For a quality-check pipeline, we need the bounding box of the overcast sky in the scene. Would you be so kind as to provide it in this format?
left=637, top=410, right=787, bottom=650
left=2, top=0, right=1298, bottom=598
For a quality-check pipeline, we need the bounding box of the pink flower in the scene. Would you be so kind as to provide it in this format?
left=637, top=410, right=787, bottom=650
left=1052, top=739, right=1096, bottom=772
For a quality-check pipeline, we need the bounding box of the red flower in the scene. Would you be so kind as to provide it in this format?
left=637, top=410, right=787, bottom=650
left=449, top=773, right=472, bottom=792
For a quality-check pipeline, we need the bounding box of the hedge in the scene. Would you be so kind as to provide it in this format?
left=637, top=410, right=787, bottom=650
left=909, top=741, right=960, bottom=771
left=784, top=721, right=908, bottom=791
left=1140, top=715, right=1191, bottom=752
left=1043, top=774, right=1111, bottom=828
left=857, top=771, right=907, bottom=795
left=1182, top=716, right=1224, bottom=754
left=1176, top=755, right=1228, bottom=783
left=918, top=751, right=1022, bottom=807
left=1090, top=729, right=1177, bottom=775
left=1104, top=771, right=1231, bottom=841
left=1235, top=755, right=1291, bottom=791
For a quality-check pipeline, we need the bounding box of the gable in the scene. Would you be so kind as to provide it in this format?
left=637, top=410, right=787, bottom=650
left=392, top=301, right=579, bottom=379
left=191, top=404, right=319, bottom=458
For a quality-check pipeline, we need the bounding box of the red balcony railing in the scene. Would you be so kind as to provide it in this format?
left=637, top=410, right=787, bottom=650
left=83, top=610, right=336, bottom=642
——————————
[INSTRUCTIONS TO FOLLOW]: Tally the lines in the records that contain "format", then give only the tally.

[EXERCISE ANSWER]: 6